→ **THE EXERCISE**: Report how many lines of the data below contain the string "baby", treating uppercase and lowercase as different. Give only the number.

→ **RECORDS**:
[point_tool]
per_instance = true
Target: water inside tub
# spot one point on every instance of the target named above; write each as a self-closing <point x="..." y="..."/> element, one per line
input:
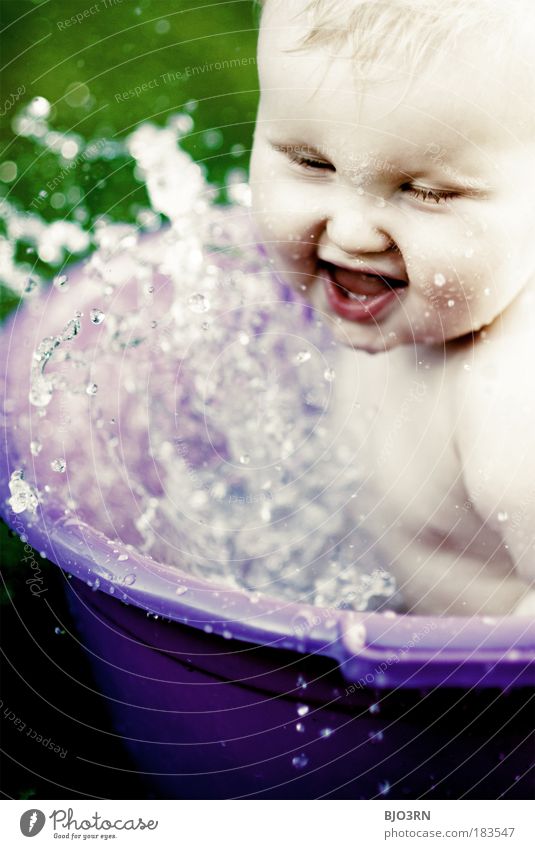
<point x="183" y="399"/>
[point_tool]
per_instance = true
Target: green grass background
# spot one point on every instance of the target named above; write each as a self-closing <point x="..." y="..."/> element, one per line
<point x="81" y="68"/>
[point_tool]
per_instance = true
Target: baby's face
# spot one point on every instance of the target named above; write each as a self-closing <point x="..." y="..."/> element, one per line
<point x="404" y="209"/>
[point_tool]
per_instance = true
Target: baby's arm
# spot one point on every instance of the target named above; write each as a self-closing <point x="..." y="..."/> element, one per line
<point x="496" y="442"/>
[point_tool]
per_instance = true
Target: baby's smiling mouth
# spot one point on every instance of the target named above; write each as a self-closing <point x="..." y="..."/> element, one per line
<point x="359" y="295"/>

→ **ANSWER TO THE EXERCISE**: 3